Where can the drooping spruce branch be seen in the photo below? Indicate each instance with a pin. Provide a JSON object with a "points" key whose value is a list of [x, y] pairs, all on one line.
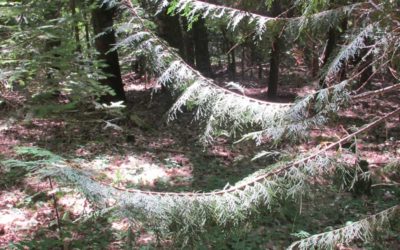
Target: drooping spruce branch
{"points": [[192, 9], [188, 214], [360, 230], [221, 108], [278, 171]]}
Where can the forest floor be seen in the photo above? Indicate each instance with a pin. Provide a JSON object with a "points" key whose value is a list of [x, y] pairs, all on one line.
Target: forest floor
{"points": [[145, 152]]}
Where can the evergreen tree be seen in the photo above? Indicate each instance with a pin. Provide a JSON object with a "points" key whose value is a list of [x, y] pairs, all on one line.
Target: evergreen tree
{"points": [[185, 216]]}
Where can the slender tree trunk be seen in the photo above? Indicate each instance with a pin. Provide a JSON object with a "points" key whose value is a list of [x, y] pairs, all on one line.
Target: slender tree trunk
{"points": [[333, 38], [366, 67], [232, 64], [274, 70], [275, 58], [102, 18], [200, 37], [187, 37], [72, 5], [242, 62]]}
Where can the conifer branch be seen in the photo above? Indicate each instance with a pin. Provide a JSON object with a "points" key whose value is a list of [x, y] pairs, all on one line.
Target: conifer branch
{"points": [[192, 8], [276, 172], [360, 230]]}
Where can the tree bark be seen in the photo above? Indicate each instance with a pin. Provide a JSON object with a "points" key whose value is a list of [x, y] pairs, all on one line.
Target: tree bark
{"points": [[102, 18], [274, 70], [72, 5], [275, 58], [200, 37]]}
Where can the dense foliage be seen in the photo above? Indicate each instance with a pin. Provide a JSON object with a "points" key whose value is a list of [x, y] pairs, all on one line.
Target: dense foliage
{"points": [[52, 54]]}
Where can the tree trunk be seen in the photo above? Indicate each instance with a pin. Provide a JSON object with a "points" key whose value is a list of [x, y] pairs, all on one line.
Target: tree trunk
{"points": [[275, 58], [200, 37], [274, 70], [232, 64], [187, 40], [72, 5], [333, 38], [365, 60], [102, 18]]}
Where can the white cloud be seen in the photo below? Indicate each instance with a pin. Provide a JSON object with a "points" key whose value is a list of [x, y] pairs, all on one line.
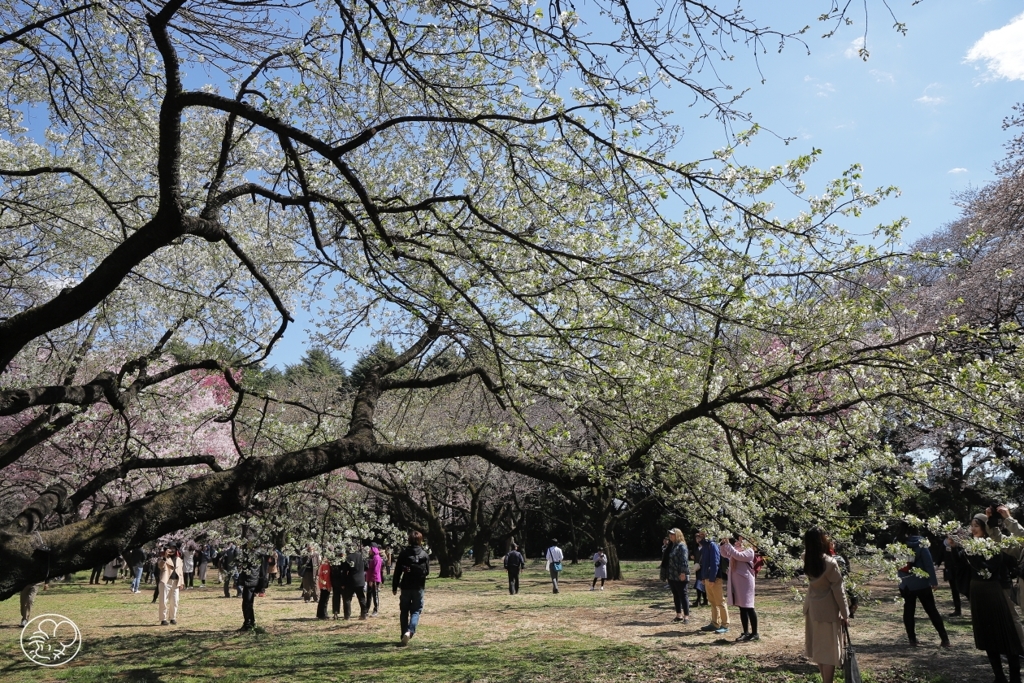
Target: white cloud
{"points": [[927, 98], [855, 47], [1001, 50]]}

** Written request **
Please arrange all of the lines above as a numbered list, skipping any blank lines and leaving out the pictures.

** Solution to the exercise **
1. Where can the drooping spruce branch be seen in the photo below? Indicate each instance with a pin. Provide a JSON object with a "points" key whose value is a list of [x, y] pairs, all on one line.
2. Target: drooping spruce branch
3. {"points": [[192, 9], [188, 214], [360, 230], [221, 108], [278, 171]]}
4. Where can the forest floor be seen in the photo above? Indicate each instance with a pin. Provide a JSON object with a "points" key whose value is a list of [x, y] pairs, all on one line.
5. Target: forest floor
6. {"points": [[145, 152]]}
7. Where can the evergreen tree be seen in the photo above? Indicate each instance with a pin. Provide a JSON object with a "points" key whose value is a list of [x, y] pairs, all on one line.
8. Target: evergreen tree
9. {"points": [[185, 216]]}
10. Where can the slender tree trunk be seen in the photo above? Indicate each instance with a pin. Provide a JSON object with a "points" key whose value is a list of [x, y] pairs, all on one line.
11. Target: slender tree trunk
12. {"points": [[333, 38], [366, 67], [232, 64], [274, 70], [275, 58], [102, 18], [200, 37], [187, 37], [72, 5], [242, 62]]}
13. Where can the conifer branch be seen in the photo above? Indicate each instance with a pin. Provide a JSON object with a "points" key whose value is a list of [x, y] pairs, all on one line.
14. Target: conifer branch
15. {"points": [[192, 8], [276, 172], [360, 230]]}
16. Where can the tree bark be seen in the photo above? Indicate each instance with a pin. Provide a JSON object with a "points" key whose value is a list of [x, y] pairs, all on one line.
17. Target: tree bark
18. {"points": [[102, 18], [274, 70], [72, 5], [275, 58], [200, 37]]}
19. Where can the dense foliage be seen in the photo above? Indicate each instance with a pin. Provide a JSON object with a "points" key whose value is a list of [x, y] pairs, all on one line.
20. Target: dense foliage
21. {"points": [[52, 54]]}
22. Where can the tree trunk be seen in the photo above? Indicate each instance with a pin. Provide a JSON object with a "points" key whose value is a list of [x, y] pairs, all on one line.
23. Target: tree trunk
24. {"points": [[275, 58], [200, 37], [274, 70], [232, 64], [187, 40], [72, 5], [333, 38], [365, 60], [102, 18]]}
25. Where can the white cloud be seen in the photo below? Indicate each instance with a pin. Provide a JSON object with a "points" key whose value is a list of [x, y] pairs, all on one line.
26. Target: white cloud
27. {"points": [[927, 98], [855, 47], [1001, 50]]}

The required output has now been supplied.